- **Challenge**: Render all of the listing below as a two-column CSV with the headers "prompt" and "output". Give one row per text-and-answer pair, put each value in a single quoted field with line breaks turned into spaces, and leave the pictures out.

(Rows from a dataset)
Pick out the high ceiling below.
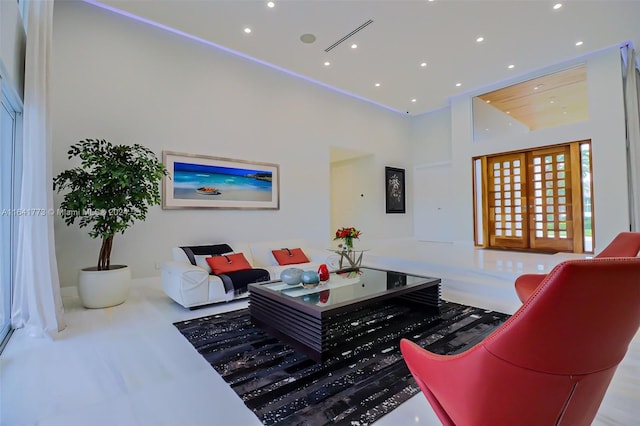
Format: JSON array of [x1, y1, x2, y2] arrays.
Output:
[[91, 0, 640, 115]]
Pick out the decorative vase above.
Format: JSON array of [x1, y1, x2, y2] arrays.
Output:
[[318, 263, 330, 281], [280, 268, 304, 285], [78, 265, 131, 309], [302, 271, 320, 288]]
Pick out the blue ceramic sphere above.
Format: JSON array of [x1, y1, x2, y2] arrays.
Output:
[[280, 268, 304, 285], [302, 271, 320, 287]]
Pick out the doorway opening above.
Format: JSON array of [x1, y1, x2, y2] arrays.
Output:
[[473, 141, 594, 253]]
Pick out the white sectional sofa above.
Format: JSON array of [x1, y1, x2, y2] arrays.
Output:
[[161, 239, 339, 308]]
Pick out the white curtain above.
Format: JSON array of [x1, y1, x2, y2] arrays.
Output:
[[623, 46, 640, 231], [11, 0, 66, 338]]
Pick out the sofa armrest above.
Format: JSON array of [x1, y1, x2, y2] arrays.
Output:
[[161, 261, 209, 307]]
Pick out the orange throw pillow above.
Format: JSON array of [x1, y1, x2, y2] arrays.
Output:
[[206, 253, 252, 275], [271, 248, 310, 265]]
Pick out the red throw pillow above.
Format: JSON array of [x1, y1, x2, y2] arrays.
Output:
[[271, 248, 309, 265], [206, 253, 252, 275]]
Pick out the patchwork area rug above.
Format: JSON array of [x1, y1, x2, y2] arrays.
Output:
[[175, 302, 509, 426]]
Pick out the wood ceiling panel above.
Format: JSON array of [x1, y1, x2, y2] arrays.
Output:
[[478, 65, 589, 130]]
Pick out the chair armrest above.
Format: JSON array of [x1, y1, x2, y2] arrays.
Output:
[[161, 261, 209, 307]]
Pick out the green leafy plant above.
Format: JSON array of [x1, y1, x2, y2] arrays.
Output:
[[53, 139, 167, 270]]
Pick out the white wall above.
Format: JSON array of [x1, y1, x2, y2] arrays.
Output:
[[0, 1, 26, 99], [52, 2, 412, 286], [411, 48, 629, 252]]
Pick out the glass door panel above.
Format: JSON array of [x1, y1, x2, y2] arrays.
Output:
[[487, 154, 528, 248]]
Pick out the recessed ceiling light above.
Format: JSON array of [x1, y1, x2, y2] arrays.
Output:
[[300, 34, 316, 44]]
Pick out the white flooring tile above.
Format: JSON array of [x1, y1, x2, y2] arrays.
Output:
[[0, 241, 640, 426]]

- **Exercise response**:
prompt,output
"Pick out the high ceiling below. Format: JSON array of [x1, y1, x2, y2] arrays. Output:","[[91, 0, 640, 115]]"
"Pick out the decorative vase above. Format: JSON array of [x1, y1, x2, y2] arrays. Output:","[[318, 263, 330, 281], [280, 268, 304, 285], [78, 265, 131, 309], [302, 271, 320, 288]]"
"Pick out the blue ceramic sphere above. Format: JSON array of [x1, y1, x2, y2] arrays. Output:","[[280, 268, 304, 285], [302, 271, 320, 287]]"
"Pick out the doorway opening above. Format: JSON array of [x1, y1, x2, y2] arrays. Output:","[[473, 141, 594, 253]]"
"Pick out the white sectional sofa above. Format: JSON array of [x1, y1, x2, y2] arrays. Output:","[[161, 239, 339, 308]]"
"Pick out the white curtain above. Format: JSON array of [x1, y1, x2, y2] arrays. Output:","[[623, 46, 640, 231], [11, 0, 66, 338]]"
"Pick out the sofa armrest above. Format: JSON array of [x1, y1, x2, y2] arrays. Output:","[[161, 261, 209, 307]]"
"Pick out the orange throw pillow above. Format: JSON array of [x1, y1, x2, y2] arrays. Output:","[[206, 253, 252, 275], [271, 248, 310, 265]]"
"Pick out the red throw pillow above. Format: JSON array of [x1, y1, x2, y2] arrays. Output:","[[271, 248, 309, 265], [206, 253, 252, 275]]"
"Pick out the patchwork area rug above. Format: JSON array of [x1, y1, x2, y2] arrays. Output:","[[175, 302, 509, 426]]"
"Pick out the wood ceiling panel above. Format: JSON array of [x1, y1, x2, y2] arrays. Output:","[[478, 65, 589, 130]]"
"Pick out the chair armrest above. Format: JSON array of [x1, y1, x2, y2] arrays. Output:","[[161, 261, 209, 307]]"
"Pick out the green leafy plant above. Format: JSON array of [x1, y1, x2, y2] arrays. Output:","[[53, 139, 167, 270]]"
"Pick out the white wall above. Format: JSON array of [x1, y1, x2, y2] arrays. Output:","[[0, 1, 26, 99], [52, 2, 412, 286], [411, 48, 629, 252]]"
"Pick out the glass door panel above. Format: JSON array of [x1, y1, x2, y2] arrays. Output:","[[487, 154, 528, 248]]"
"Pick out the recessed ceiling light above. Format: JSON array of [x1, y1, x2, y2] arrays. Output:","[[300, 34, 316, 44]]"
"Pick out the white flooring tile above. Format: JSON array of [x1, y1, x2, y2] arrays. Output:","[[0, 241, 640, 426]]"